Input rows:
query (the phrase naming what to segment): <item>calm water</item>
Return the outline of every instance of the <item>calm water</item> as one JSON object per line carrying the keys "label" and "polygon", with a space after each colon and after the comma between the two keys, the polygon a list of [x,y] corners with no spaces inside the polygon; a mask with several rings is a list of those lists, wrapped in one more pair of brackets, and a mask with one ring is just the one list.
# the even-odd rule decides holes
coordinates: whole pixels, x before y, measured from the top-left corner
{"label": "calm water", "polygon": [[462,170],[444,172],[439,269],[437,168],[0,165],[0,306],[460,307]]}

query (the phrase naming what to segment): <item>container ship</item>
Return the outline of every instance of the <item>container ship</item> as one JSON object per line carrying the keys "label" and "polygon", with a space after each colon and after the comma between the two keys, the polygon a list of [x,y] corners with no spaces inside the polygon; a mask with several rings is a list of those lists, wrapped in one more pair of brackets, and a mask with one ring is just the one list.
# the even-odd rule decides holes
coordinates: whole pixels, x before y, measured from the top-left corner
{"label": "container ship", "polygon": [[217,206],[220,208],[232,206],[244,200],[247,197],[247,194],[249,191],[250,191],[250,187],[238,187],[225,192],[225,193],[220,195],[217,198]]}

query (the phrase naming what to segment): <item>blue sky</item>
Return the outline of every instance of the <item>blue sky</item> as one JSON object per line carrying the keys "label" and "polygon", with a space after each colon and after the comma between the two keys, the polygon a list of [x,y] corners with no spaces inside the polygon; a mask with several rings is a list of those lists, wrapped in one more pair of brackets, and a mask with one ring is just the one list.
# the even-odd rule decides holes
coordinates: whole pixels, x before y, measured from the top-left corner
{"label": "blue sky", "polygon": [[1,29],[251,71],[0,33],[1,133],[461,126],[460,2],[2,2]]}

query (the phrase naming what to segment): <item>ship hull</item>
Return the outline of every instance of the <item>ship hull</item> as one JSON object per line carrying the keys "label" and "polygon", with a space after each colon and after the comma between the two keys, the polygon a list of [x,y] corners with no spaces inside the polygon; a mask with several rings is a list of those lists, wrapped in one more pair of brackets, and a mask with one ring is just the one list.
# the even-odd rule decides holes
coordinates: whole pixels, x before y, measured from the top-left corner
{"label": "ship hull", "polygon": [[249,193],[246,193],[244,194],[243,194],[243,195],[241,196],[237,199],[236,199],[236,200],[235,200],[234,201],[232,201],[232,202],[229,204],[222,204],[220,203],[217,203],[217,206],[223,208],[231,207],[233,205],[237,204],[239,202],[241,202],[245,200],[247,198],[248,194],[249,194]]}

Given instruction: Recast everything from the line containing "query (the phrase naming what to segment): <item>ship" down through the last of the lines above as a Markdown table with the columns Row and Line, leaving out blank lines.

Written answer:
| Row | Line |
|---|---|
| 1 | query (the phrase naming what to segment): <item>ship hull</item> |
| 2 | Return the outline of every instance of the <item>ship hull</item> as one JSON object per line carrying the keys "label" and "polygon", with a space after each colon and after the comma between the two keys, the polygon a list of [x,y] corners with no spaces inside the polygon; a mask with several rings is a list of those lists, wrapped in one more pair of brackets, and a mask with one ring is just the one list. |
| 3 | # the even-odd rule decides holes |
| 4 | coordinates: whole pixels, x before y, measured from the top-left corner |
| 5 | {"label": "ship hull", "polygon": [[249,193],[246,193],[244,194],[243,194],[243,195],[241,196],[237,199],[236,199],[236,200],[235,200],[234,201],[232,201],[232,202],[229,204],[222,204],[220,203],[217,203],[217,206],[223,208],[231,207],[233,205],[237,204],[239,202],[241,202],[245,200],[247,198],[248,194],[249,194]]} |